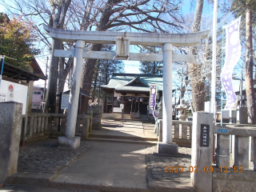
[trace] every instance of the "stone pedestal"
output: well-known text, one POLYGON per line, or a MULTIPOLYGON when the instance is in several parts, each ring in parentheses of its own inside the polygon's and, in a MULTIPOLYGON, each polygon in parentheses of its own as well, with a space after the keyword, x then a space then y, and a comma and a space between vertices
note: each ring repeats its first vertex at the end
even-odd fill
MULTIPOLYGON (((216 166, 230 167, 230 135, 217 135, 217 151, 216 151, 216 166)), ((233 166, 233 165, 232 165, 233 166)))
POLYGON ((248 124, 247 107, 239 107, 239 122, 240 124, 248 124))
POLYGON ((61 147, 69 147, 76 149, 80 146, 80 137, 74 138, 66 138, 66 137, 58 137, 58 146, 61 147))
MULTIPOLYGON (((90 110, 93 112, 92 129, 101 130, 102 129, 102 110, 100 107, 90 108, 90 110)), ((89 111, 88 114, 90 114, 90 111, 89 111)))
POLYGON ((234 166, 249 170, 249 137, 234 138, 234 166))
POLYGON ((0 102, 0 183, 17 171, 22 104, 0 102))
POLYGON ((198 173, 190 174, 195 191, 212 191, 212 173, 204 168, 212 166, 214 114, 206 112, 193 114, 191 166, 198 173))

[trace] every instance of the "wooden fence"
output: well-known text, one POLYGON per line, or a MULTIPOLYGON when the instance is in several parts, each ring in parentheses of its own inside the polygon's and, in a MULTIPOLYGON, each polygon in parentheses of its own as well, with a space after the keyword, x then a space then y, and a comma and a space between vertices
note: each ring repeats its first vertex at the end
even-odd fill
MULTIPOLYGON (((65 135, 67 114, 31 113, 22 117, 21 144, 46 138, 65 135)), ((88 138, 92 129, 92 115, 78 114, 75 134, 88 138)))
MULTIPOLYGON (((162 141, 162 120, 158 120, 158 141, 162 141)), ((173 142, 179 146, 191 147, 192 122, 172 121, 173 142)))

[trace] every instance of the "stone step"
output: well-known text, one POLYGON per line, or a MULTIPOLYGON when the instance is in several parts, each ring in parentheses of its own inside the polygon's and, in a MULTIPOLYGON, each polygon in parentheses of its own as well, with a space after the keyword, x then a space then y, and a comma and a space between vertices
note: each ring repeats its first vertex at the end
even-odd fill
MULTIPOLYGON (((56 169, 57 170, 58 169, 56 169)), ((55 174, 18 171, 10 175, 6 183, 14 185, 49 186, 55 174)))
POLYGON ((110 135, 110 134, 90 134, 89 138, 113 138, 113 139, 122 139, 122 140, 136 140, 136 141, 158 141, 157 137, 138 137, 138 136, 121 136, 121 135, 110 135))
POLYGON ((142 145, 158 145, 157 141, 138 141, 138 140, 129 140, 129 139, 118 139, 118 138, 87 138, 86 141, 89 142, 122 142, 122 143, 132 143, 132 144, 142 144, 142 145))

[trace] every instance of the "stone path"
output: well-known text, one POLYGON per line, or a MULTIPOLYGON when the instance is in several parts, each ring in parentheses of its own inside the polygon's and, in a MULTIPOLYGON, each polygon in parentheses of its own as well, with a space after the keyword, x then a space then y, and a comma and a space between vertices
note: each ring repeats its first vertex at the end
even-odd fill
POLYGON ((178 154, 175 156, 170 156, 157 154, 156 148, 157 146, 148 148, 147 163, 151 166, 152 178, 158 181, 171 180, 173 182, 186 181, 190 182, 189 168, 191 166, 191 149, 178 147, 178 154), (175 166, 178 169, 174 168, 175 166))
POLYGON ((76 150, 58 147, 58 139, 48 138, 29 142, 19 148, 18 171, 55 173, 72 162, 94 146, 94 142, 81 141, 76 150))

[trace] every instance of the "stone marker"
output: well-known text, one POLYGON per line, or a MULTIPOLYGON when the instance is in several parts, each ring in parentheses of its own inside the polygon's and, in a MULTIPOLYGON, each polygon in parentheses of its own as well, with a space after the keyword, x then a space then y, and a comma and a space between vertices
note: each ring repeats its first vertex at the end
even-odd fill
POLYGON ((213 122, 213 114, 193 114, 190 181, 195 191, 212 191, 213 122))
POLYGON ((22 103, 0 102, 0 183, 17 171, 22 103))
POLYGON ((249 140, 250 137, 234 138, 234 166, 243 170, 249 170, 249 140))
MULTIPOLYGON (((216 166, 230 167, 230 135, 217 134, 216 166)), ((233 166, 233 165, 232 165, 233 166)))

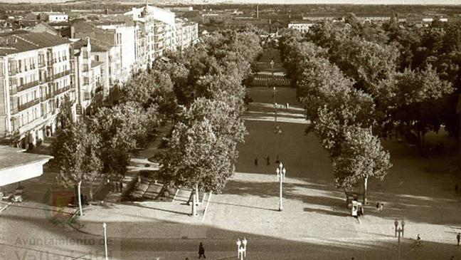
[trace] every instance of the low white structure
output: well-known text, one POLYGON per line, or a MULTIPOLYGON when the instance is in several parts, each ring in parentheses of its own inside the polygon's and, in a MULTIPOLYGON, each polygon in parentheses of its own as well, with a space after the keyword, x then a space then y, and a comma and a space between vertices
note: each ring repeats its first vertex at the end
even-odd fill
POLYGON ((64 13, 45 12, 40 14, 40 19, 51 24, 61 23, 68 21, 69 16, 64 13))
POLYGON ((0 187, 41 175, 43 165, 53 158, 24 151, 0 145, 0 187))
POLYGON ((313 25, 314 24, 312 23, 306 23, 304 21, 292 21, 288 24, 288 28, 295 29, 302 33, 307 33, 309 31, 309 28, 313 25))

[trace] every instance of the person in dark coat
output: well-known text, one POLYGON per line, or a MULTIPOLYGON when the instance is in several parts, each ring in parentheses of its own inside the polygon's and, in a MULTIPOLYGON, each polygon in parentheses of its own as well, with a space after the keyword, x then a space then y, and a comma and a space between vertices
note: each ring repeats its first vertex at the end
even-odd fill
POLYGON ((198 258, 201 258, 202 256, 203 256, 203 258, 206 258, 206 256, 205 256, 205 246, 203 246, 203 242, 200 242, 200 244, 198 245, 198 258))

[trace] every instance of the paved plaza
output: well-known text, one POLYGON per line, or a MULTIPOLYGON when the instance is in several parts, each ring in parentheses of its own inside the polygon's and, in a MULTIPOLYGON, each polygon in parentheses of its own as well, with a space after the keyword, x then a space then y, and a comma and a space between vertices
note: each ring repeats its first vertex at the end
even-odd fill
MULTIPOLYGON (((266 71, 267 57, 262 61, 266 71)), ((369 205, 359 221, 350 216, 344 192, 334 187, 327 154, 305 133, 309 122, 295 90, 251 88, 248 95, 253 100, 244 115, 248 135, 239 147, 236 172, 221 194, 204 197, 198 216, 191 217, 191 191, 183 189, 172 202, 106 202, 70 219, 74 209, 50 205, 72 191, 59 188, 56 173, 46 169, 23 182, 24 202, 1 204, 0 259, 102 259, 103 222, 110 259, 196 259, 200 241, 207 259, 233 259, 237 239, 244 237, 248 260, 396 259, 396 219, 406 222, 402 259, 461 259, 455 237, 461 232, 461 195, 454 192, 457 176, 449 170, 449 158, 423 158, 415 147, 383 141, 393 167, 383 181, 369 181, 369 205), (277 155, 287 169, 282 212, 277 210, 277 155), (376 210, 377 202, 384 204, 382 212, 376 210), (414 247, 418 234, 423 246, 414 247)), ((145 170, 156 147, 140 152, 130 170, 145 170)), ((149 169, 157 167, 151 163, 149 169)))

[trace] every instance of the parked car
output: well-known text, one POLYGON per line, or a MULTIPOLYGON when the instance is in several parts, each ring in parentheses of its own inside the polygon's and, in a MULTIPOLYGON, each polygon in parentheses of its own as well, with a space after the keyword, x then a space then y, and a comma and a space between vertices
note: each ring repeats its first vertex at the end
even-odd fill
POLYGON ((10 199, 11 200, 11 202, 18 202, 21 203, 23 202, 23 197, 21 194, 15 194, 11 195, 10 199))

•••••

INSTRUCTIONS FOR THE TASK:
Change "every instance" to "each instance" throughout all the entries above. Leave every other part unchanged, and leave the pictures out.

EXERCISE OUTPUT:
[trace] each instance of the "stone pedestal"
output: well-known text, one POLYGON per line, or a MULTIPOLYGON when the instance is in several parts, each ring in parentheses of its own inside the polygon's and, in a MULTIPOLYGON, each polygon in parentheses of its own as well, with a space after the keyword, x then a space then y, and a comma and a space between vertices
note: each ring repeats its first vertex at the end
even-odd fill
MULTIPOLYGON (((216 166, 230 167, 230 135, 217 135, 217 151, 216 151, 216 166)), ((233 166, 233 165, 232 165, 233 166)))
POLYGON ((248 124, 247 107, 239 107, 239 122, 240 124, 248 124))
POLYGON ((61 147, 69 147, 76 149, 80 146, 80 137, 74 138, 66 138, 66 137, 58 137, 58 146, 61 147))
MULTIPOLYGON (((90 110, 93 112, 92 129, 101 130, 102 129, 102 110, 100 107, 90 108, 90 110)), ((89 111, 88 114, 90 114, 90 111, 89 111)))
POLYGON ((234 166, 249 170, 249 137, 234 138, 234 166))
POLYGON ((0 102, 0 183, 17 171, 22 104, 0 102))
POLYGON ((198 173, 190 174, 195 191, 212 191, 212 173, 204 168, 212 166, 214 114, 206 112, 193 114, 191 166, 198 173))

[trace] each instance of the "wooden fence"
output: well-known text, one POLYGON per line, or a MULTIPOLYGON when the instance is in several parts, each ring in parentheses of its own inside the polygon's and, in a MULTIPOLYGON, each polygon in parentheses of its own as well, with a space after the keyword, x then a space then y, and a comma and a space between vertices
note: each ring repeats its first vertex at the end
even-odd fill
MULTIPOLYGON (((65 135, 67 114, 31 113, 22 117, 21 144, 46 138, 65 135)), ((88 138, 92 129, 92 115, 78 114, 75 134, 88 138)))
MULTIPOLYGON (((162 141, 162 120, 158 120, 158 141, 162 141)), ((173 142, 179 146, 191 147, 192 122, 172 121, 173 142)))

[trace] each instance of the "stone step"
output: well-known text, one POLYGON per line, or a MULTIPOLYGON when the instance is in several parts, each ring in parentheses of its own inside the polygon's and, in a MULTIPOLYGON, each polygon in parentheses of its own as well, with a space after the keyword, x then a space then y, and a comma and a space between vertices
note: each ring repeats its first vertex at the end
even-odd fill
MULTIPOLYGON (((56 169, 57 170, 58 169, 56 169)), ((55 174, 18 171, 10 175, 6 183, 14 185, 49 186, 55 174)))
POLYGON ((110 135, 110 134, 90 134, 89 138, 113 138, 113 139, 122 139, 122 140, 136 140, 136 141, 158 141, 157 137, 138 137, 138 136, 121 136, 121 135, 110 135))
POLYGON ((142 145, 158 145, 157 141, 138 141, 138 140, 129 140, 129 139, 118 139, 118 138, 87 138, 86 141, 89 142, 122 142, 122 143, 132 143, 132 144, 142 144, 142 145))

[trace] each instance of the "stone path"
output: well-known text, one POLYGON per line, or a MULTIPOLYGON when the instance is in several parts, each ring in parentheses of its own inside the polygon's and, in a MULTIPOLYGON, each polygon in parentheses of its own as well, with a space after the keyword, x then a space then y, and a comma and a space between vertices
note: each ring repeats its first vertex at the end
even-odd fill
POLYGON ((178 154, 175 156, 170 156, 157 154, 156 148, 157 146, 148 148, 147 163, 151 166, 152 178, 158 181, 171 180, 173 182, 186 181, 190 182, 189 168, 191 166, 191 149, 178 147, 178 154), (175 166, 178 169, 174 168, 175 166))
POLYGON ((76 150, 58 147, 58 139, 48 138, 29 142, 19 148, 18 171, 55 173, 72 162, 94 146, 94 142, 81 141, 76 150))

[trace] each instance of the "stone marker"
output: well-known text, one POLYGON per line, or a MULTIPOLYGON when the instance is in several parts, each ring in parentheses of its own inside the polygon's and, in a MULTIPOLYGON, each polygon in parentheses of its own as well, with a space after the keyword, x then a space then y, and a comma and a space between vertices
note: each ring repeats its first vertex at the end
even-odd fill
POLYGON ((213 122, 213 114, 193 114, 190 181, 195 191, 212 191, 213 122))
POLYGON ((22 103, 0 102, 0 183, 17 171, 22 103))
POLYGON ((249 140, 250 137, 234 138, 234 166, 243 170, 249 170, 249 140))
MULTIPOLYGON (((216 166, 230 167, 230 135, 217 134, 216 166)), ((233 166, 233 165, 232 165, 233 166)))

[trace] each instance of the low white structure
output: well-known text, one POLYGON per line, or a MULTIPOLYGON when the instance is in several parts, each ring in parentheses of its own inside the polygon's and, in a MULTIPOLYGON, each polygon in parentheses of its own as well, with a space after the keyword, x then a space then y, and a comma and a space between vertices
note: each ring repeats its first vertex at the end
even-odd fill
POLYGON ((64 13, 45 12, 40 14, 40 19, 51 24, 61 23, 68 21, 69 16, 64 13))
POLYGON ((0 187, 41 175, 43 165, 53 158, 24 151, 0 145, 0 187))
POLYGON ((313 25, 314 24, 312 23, 306 23, 304 21, 292 21, 288 24, 288 28, 295 29, 302 33, 307 33, 309 31, 309 28, 313 25))

[trace] each instance of the person in dark coat
output: well-known text, one POLYGON per line, or a MULTIPOLYGON when the instance is in several parts, each ring in parentheses of its own inside the polygon's and, in a MULTIPOLYGON, each polygon in parentheses of its own as well, with a space after the keyword, x then a space then y, and a comma and a space between vertices
note: each ring repeats its first vertex at the end
even-odd fill
POLYGON ((198 258, 201 258, 202 256, 203 256, 203 258, 206 258, 206 256, 205 256, 205 246, 203 246, 203 242, 200 242, 200 244, 198 245, 198 258))

[trace] each instance of the paved plaza
output: well-known text, one POLYGON per line, or a MULTIPOLYGON when the instance is in several parts, each ring in parentheses of its own inside the polygon's and, in a MULTIPOLYGON, each polygon in parentheses of its own as well, with a space after the keyword, x then a space then y, and a comma and a space between vertices
note: each ring repeats its first vertex at the end
even-odd fill
MULTIPOLYGON (((266 71, 267 57, 262 61, 266 71)), ((369 205, 359 221, 350 216, 344 192, 334 187, 327 154, 305 133, 309 122, 295 90, 251 88, 248 95, 253 100, 244 115, 248 135, 239 147, 236 172, 221 194, 204 197, 198 216, 191 217, 191 191, 183 189, 172 202, 106 202, 70 219, 74 209, 50 205, 72 191, 59 188, 56 173, 46 169, 23 182, 24 202, 1 204, 0 259, 102 259, 103 222, 110 259, 196 259, 200 241, 207 259, 233 259, 237 239, 244 237, 248 260, 396 259, 396 219, 406 222, 402 259, 461 259, 455 237, 461 232, 461 195, 454 192, 457 176, 449 170, 449 158, 423 158, 415 147, 383 141, 393 167, 383 181, 369 181, 369 205), (277 155, 287 169, 282 212, 277 210, 277 155), (376 210, 377 202, 384 204, 382 212, 376 210), (414 247, 418 234, 423 246, 414 247)), ((145 170, 156 147, 140 152, 130 170, 145 170)), ((149 169, 157 167, 151 163, 149 169)))

[trace] each instance of the parked car
output: well-known text, one POLYGON per line, or a MULTIPOLYGON when the instance is in several parts, each ring in parentheses of its own inside the polygon's and, in a MULTIPOLYGON, each polygon in parentheses of its own as well, with a space after the keyword, x then a space then y, and a comma and a space between vertices
note: each ring repeats its first vertex at the end
even-odd fill
POLYGON ((10 199, 11 200, 11 202, 18 202, 21 203, 23 202, 23 197, 21 194, 15 194, 11 195, 10 199))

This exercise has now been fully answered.